• **TASK ITEM**:
Please write the following entries out once more, exactly.

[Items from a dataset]
━━━

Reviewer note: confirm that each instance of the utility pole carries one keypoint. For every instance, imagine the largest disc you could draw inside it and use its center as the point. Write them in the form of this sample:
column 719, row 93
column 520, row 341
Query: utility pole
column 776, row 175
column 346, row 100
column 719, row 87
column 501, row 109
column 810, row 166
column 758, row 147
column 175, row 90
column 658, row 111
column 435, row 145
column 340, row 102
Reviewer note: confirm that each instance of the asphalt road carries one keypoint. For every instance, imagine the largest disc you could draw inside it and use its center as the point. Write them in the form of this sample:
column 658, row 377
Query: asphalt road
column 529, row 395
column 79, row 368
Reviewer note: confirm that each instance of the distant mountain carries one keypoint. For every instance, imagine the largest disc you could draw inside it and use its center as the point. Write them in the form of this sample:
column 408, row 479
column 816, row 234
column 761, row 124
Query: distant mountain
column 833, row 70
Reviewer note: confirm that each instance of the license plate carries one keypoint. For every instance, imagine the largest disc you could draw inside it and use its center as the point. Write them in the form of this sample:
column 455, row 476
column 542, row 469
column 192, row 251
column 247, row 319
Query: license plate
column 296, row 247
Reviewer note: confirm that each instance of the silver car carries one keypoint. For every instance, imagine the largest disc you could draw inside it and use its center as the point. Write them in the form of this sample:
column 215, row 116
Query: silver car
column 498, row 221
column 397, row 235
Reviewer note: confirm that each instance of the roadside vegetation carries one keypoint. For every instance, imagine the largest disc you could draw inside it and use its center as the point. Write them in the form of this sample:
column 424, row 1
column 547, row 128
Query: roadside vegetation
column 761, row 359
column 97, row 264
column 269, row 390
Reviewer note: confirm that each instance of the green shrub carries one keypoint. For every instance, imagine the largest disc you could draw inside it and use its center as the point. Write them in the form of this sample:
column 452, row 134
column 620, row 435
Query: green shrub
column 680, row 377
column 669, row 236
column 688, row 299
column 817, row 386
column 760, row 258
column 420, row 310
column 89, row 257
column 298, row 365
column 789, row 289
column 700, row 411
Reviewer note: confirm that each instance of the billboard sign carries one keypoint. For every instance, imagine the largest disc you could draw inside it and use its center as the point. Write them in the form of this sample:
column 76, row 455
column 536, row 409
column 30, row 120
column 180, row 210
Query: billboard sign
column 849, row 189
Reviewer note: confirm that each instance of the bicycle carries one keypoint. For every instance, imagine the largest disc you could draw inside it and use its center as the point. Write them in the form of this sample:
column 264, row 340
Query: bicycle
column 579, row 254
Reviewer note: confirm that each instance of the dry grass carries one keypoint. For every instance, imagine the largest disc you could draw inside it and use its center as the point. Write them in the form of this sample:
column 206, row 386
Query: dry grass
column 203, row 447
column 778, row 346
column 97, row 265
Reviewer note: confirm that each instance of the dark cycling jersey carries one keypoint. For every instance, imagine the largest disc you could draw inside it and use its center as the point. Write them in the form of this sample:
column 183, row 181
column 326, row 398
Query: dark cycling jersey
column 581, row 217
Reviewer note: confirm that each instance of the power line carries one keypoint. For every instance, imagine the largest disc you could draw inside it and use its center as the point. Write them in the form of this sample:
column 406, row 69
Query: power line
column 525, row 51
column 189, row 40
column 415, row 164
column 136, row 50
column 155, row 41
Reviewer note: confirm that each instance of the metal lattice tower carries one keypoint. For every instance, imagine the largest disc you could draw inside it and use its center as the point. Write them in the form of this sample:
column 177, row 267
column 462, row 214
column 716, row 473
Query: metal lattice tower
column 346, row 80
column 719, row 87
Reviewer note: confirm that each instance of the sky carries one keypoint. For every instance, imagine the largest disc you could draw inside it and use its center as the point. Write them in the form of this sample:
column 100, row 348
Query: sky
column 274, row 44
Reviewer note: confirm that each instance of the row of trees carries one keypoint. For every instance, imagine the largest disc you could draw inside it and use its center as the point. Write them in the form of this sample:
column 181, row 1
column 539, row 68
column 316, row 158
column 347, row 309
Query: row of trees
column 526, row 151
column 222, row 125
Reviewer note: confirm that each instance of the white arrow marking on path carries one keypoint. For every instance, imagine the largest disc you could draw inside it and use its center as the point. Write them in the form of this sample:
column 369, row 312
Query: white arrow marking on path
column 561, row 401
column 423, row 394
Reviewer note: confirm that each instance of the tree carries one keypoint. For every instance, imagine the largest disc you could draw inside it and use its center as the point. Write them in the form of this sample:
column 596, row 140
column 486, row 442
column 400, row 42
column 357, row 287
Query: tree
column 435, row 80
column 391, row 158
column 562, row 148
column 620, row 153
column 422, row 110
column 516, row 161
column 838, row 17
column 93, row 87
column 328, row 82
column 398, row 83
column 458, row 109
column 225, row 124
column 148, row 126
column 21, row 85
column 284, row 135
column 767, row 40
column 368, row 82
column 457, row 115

━━━

• **SOLVED PROBLEM**:
Reviewer note: confirm that each instance of the utility pole carries one keypoint. For every instance, imagine the largest disc you could draw inside it and use its center as the point. Write them in the form of this sample:
column 719, row 93
column 520, row 341
Query: utility pole
column 776, row 175
column 346, row 100
column 719, row 87
column 501, row 109
column 810, row 166
column 758, row 147
column 175, row 90
column 658, row 111
column 435, row 145
column 340, row 102
Reviewer note: confirm that each instance of the asphalt road carries one keypoint. For every instance, imagine the largest disc you could draw inside it and use its center as the point. Write them in the form of this sample:
column 658, row 377
Query: asphalt road
column 529, row 395
column 79, row 368
Reviewer note: confirm that each instance of the distant mountain carries one keypoint. For every instance, imagine the largest disc you could draw inside it and use its center as the point. Write them in the form of this sample:
column 408, row 479
column 816, row 234
column 761, row 124
Query: distant mountain
column 833, row 70
Reviewer note: confirm that each instance of the license plate carries one keypoint. For every instance, imagine the largest disc you could draw inside it and use its center as the point. Write them in the form of this sample:
column 455, row 476
column 542, row 469
column 192, row 251
column 247, row 319
Query: license plate
column 296, row 247
Reviewer note: confirm that each instance of the silver car carries one keypoint. For every instance, imagine the largest disc you could draw inside it and use its center as the point. Write them in the form of this sample:
column 215, row 116
Query: silver car
column 498, row 221
column 397, row 235
Reviewer note: confirm that each instance of the roadside vegetation carries one keypoint. For every instance, imagine the largest disc you could draw inside it and use its center as the point. Write them in the form of this sample:
column 424, row 1
column 547, row 128
Query: roadside vegetation
column 761, row 359
column 97, row 264
column 269, row 390
Reviewer note: confirm that each instance of the green shrub carries one keypoint. For every instance, imagine the largest disc you could draw inside it and use its center as the point. Write them in the form of this sample:
column 452, row 134
column 620, row 435
Query: green shrub
column 680, row 377
column 669, row 236
column 688, row 299
column 817, row 386
column 760, row 258
column 420, row 310
column 89, row 257
column 298, row 365
column 789, row 289
column 700, row 411
Reviewer note: confirm that each instance of the billboard sign carries one keypoint. For every instance, imagine the largest disc you could draw inside it and use its center as the point. Write them in the form of this sample:
column 76, row 455
column 536, row 409
column 30, row 120
column 180, row 210
Query: billboard sign
column 849, row 189
Reviewer note: confirm that each instance of the bicycle carries one keypoint. For every instance, imagine the largest disc you could draw inside it and use its center as the point. Write them in the form of this sample:
column 264, row 340
Query: bicycle
column 579, row 254
Reviewer note: confirm that each instance of the dry grass carries one keypoint. For every instance, imagine the largest disc you could draw inside it and use its center as the point. Write them in the form of this sample:
column 206, row 386
Query: dry grass
column 203, row 447
column 778, row 346
column 97, row 265
Reviewer note: confirm that each instance of the dark cycling jersey carries one keypoint. For every instance, imagine the largest disc you could draw inside it and use its center as the point. Write them in the form of this sample:
column 183, row 181
column 326, row 398
Query: dark cycling jersey
column 581, row 217
Reviewer note: confirm that each instance of the power line carries one keypoint. For every instance, imagine the largest disc you could draw inside it and use its center as the point. Write them in the form of this sample:
column 406, row 69
Query: power line
column 525, row 51
column 189, row 40
column 415, row 164
column 136, row 50
column 155, row 41
Reviewer note: confirm that each instance of the metal lattice tower carries one keypoint. For every instance, imagine the largest disc you could draw inside it and use its center as the point. Write them in the form of this sample:
column 177, row 267
column 462, row 214
column 716, row 473
Query: metal lattice tower
column 346, row 80
column 719, row 87
Reviewer note: confirm that each instance of the sky carries one keypoint. For every instance, imagine the largest disc you could draw inside it and use its center as the point. Write them in the form of this sample:
column 100, row 348
Query: sky
column 274, row 44
Reviewer note: confirm that each instance of the row of trees carries one keypoint. For every instance, imagine the largest disc you could draw inside it and use its center as the point. Write them in the form of this sample:
column 181, row 1
column 539, row 68
column 316, row 158
column 347, row 309
Query: row of trees
column 526, row 151
column 222, row 125
Reviewer note: confirm that each instance of the white arrow marking on path carries one keypoint. For every instance, imagine the largest disc you could draw inside it and use its center as the point. Write them in the form of this sample:
column 369, row 312
Query: white arrow marking on path
column 561, row 401
column 423, row 394
Reviewer note: confirm that each instance of the tree carries one keypoint. For every instance, imagine the largest disc you could draw inside it and use its center as the point. Write them in the form of this sample:
column 596, row 140
column 486, row 442
column 400, row 42
column 357, row 287
Query: tree
column 435, row 80
column 391, row 158
column 562, row 148
column 620, row 153
column 422, row 110
column 516, row 161
column 838, row 17
column 93, row 87
column 328, row 82
column 398, row 83
column 458, row 109
column 225, row 124
column 148, row 126
column 21, row 85
column 284, row 135
column 767, row 40
column 368, row 82
column 457, row 115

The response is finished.